Visiting during the off season at the end of June has huge advantages. We practically never saw any tourists during our whole stay there. Now of course the water taxi’s, the small pangas and the larger commercial catamaran and trimarans that ferry tourists back and forth from Vallarta come and go on a daily basis but 99% of those tourists that arrive never leave the beach. During our stay in Yelapa we hiked the Tuito river on two occasions up to the water fall. On both occasions we had the whole river to ourselves. The only things we really had to share the trail with were the the local flora and fauna. Huge numbers of Ants ply the trail during the rainy season so when ever you stop to take a break it is best to look down and make sure you are not standing on a pile of ants. You will also spot if you pay attention numerous varieties of frogs.


Rainy season equates to flowers and you will find a multitude of flowers and orchids such as pictured below during the rainy season in Yelapa. Especially while hiking the Tuito river.





To find the waterfall on the Tuito river simply start hiking the path on the south side of the river. You will know you are close when the path takes you over the river twice. When you return to the southern bank of the river you will start a shortelevation gain on the trail. Towards the top of this climb you will see a wooden gate with a large whole in it and etched into the gate the words Waterfall. If you are not right next to the gate you will not see the writing. The first time we hiked it we actually passed the gate and the next time the trail crossed the river we hiked down river to get to the waterfall. Once you pass through the gate follow the path. There will be one fork in the path, bear right and the trail will take you to a staircase leading to the falls.

■ Given task A: Return each line of the records that contains the word "porch".
The Yelapa text and the records that come next are unrelated to each other.

■ Exercise materials:
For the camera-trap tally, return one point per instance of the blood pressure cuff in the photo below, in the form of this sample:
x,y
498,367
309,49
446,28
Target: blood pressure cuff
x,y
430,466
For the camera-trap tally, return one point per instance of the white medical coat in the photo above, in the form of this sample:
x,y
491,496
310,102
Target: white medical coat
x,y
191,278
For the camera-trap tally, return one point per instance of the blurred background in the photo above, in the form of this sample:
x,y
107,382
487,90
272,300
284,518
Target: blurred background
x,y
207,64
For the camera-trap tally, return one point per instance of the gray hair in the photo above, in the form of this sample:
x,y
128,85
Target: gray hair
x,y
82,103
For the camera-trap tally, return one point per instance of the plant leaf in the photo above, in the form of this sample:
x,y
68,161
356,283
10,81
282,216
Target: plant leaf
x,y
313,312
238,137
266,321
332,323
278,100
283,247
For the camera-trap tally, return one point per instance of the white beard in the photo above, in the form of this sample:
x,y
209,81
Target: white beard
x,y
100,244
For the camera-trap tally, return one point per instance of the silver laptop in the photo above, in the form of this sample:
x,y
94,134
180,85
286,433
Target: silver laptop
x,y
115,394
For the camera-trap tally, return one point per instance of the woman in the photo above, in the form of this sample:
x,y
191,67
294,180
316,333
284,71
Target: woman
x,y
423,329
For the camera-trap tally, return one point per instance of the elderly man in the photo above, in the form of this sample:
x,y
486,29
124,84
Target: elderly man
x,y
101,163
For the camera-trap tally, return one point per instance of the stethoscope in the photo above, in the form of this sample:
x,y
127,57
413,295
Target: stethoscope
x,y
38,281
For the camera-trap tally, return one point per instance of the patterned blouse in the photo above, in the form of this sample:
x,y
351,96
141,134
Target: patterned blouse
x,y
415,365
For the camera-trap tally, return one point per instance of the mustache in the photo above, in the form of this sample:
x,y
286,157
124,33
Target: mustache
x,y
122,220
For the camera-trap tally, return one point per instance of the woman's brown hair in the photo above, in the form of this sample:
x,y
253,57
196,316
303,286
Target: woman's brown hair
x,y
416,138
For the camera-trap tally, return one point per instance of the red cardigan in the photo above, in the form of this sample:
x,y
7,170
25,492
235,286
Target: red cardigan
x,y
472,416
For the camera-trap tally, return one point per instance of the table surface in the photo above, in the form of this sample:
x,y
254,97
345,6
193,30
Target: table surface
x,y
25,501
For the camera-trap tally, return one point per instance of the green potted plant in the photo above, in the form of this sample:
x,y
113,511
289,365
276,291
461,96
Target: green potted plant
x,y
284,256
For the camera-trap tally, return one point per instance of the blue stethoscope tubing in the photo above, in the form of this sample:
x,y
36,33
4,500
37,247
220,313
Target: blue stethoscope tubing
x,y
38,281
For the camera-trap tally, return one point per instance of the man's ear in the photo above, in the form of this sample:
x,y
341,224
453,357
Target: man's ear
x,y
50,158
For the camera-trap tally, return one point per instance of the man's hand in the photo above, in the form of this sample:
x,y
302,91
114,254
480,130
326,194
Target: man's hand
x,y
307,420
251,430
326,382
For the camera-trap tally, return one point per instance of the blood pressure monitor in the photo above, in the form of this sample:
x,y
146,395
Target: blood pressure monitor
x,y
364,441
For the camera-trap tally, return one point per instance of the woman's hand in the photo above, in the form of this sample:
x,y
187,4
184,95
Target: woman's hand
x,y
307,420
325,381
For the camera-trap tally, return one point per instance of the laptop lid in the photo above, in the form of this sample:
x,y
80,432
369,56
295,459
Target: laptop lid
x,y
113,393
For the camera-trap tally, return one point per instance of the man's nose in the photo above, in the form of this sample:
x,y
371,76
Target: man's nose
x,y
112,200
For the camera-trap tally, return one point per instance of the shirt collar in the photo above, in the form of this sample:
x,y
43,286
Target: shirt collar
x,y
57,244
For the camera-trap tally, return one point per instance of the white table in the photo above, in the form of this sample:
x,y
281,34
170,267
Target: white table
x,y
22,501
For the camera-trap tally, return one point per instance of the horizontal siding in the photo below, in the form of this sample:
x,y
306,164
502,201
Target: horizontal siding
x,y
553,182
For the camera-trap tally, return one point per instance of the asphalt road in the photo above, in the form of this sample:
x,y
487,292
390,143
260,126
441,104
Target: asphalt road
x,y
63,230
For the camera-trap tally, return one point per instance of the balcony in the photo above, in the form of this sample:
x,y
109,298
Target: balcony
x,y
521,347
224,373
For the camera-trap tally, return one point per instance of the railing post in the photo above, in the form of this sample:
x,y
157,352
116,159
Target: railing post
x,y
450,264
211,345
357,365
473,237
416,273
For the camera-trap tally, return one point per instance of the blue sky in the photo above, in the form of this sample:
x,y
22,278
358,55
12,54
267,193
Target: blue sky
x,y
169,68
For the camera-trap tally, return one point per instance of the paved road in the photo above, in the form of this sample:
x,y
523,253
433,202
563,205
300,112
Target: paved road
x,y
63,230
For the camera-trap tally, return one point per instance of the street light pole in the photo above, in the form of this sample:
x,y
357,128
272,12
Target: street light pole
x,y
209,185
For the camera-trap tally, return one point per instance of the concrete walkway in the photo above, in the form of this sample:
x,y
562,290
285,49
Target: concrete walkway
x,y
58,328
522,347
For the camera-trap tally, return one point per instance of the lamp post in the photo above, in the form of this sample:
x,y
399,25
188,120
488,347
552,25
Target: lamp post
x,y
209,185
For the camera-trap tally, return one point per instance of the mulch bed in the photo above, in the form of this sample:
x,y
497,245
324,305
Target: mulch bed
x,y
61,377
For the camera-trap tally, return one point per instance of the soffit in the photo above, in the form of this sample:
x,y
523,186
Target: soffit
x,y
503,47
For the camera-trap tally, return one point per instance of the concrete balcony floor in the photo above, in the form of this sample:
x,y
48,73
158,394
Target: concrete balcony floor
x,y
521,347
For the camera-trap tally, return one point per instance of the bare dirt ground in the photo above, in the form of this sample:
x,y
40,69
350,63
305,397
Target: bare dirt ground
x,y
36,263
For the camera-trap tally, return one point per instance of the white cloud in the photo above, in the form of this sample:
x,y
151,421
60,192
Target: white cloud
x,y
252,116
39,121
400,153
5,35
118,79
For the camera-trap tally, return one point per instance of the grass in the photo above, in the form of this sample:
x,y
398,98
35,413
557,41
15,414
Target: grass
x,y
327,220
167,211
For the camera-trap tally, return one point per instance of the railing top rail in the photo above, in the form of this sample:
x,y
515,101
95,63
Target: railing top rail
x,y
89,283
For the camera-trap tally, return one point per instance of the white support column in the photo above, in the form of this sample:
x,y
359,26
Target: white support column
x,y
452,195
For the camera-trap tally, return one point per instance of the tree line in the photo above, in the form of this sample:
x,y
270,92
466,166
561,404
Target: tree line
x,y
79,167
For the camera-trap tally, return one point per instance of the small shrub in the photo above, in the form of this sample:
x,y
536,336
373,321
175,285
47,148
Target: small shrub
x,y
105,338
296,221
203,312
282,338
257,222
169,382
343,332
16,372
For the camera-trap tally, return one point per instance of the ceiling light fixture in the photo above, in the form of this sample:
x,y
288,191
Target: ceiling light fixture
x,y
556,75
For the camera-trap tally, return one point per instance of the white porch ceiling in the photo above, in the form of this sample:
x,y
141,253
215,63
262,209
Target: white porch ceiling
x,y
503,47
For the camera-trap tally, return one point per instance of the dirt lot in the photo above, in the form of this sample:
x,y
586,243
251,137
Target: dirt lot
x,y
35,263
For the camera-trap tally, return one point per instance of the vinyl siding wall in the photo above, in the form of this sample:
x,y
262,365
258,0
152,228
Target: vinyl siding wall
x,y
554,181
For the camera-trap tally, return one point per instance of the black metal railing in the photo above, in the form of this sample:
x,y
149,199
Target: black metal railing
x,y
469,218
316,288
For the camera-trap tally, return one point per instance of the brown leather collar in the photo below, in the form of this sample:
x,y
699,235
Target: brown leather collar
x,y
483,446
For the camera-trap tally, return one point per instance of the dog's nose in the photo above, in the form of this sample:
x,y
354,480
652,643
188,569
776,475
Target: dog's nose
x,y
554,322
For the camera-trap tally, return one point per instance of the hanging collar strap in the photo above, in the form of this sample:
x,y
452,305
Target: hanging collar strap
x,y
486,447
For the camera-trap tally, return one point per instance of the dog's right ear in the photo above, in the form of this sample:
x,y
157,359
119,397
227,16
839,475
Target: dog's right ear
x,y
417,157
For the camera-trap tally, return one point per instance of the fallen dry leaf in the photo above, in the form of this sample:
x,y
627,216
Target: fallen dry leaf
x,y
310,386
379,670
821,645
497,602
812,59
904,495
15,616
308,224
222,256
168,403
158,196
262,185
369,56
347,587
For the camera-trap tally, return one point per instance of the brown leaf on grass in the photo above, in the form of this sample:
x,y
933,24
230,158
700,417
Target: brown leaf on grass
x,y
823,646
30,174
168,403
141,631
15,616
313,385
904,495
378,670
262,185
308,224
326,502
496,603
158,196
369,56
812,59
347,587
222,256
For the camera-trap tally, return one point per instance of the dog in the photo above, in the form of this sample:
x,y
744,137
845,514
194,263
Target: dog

■ Given task B: Condense the paragraph of the Yelapa text that begins "Visiting during the off season" into a few short sentences, keeping its main facts.

■ Correct result A:
For the camera-trap tally, return one point per instance of the white porch ceiling in the photo above, in the form of this sample:
Target: white porch ceiling

■ Correct result B: Visiting at the end of June, in the off season, meant almost no tourists were seen during the whole stay. Water taxis, pangas, catamarans and trimarans bring tourists from Vallarta every day, but 99% of them never leave the beach. On two hikes up the Tuito river to the waterfall, the river was empty of other people, and only local plants and animals shared the trail. Large numbers of ants cover the trail in the rainy season, so it is best to check the ground before stopping for a break. Attentive hikers can also spot many kinds of frogs.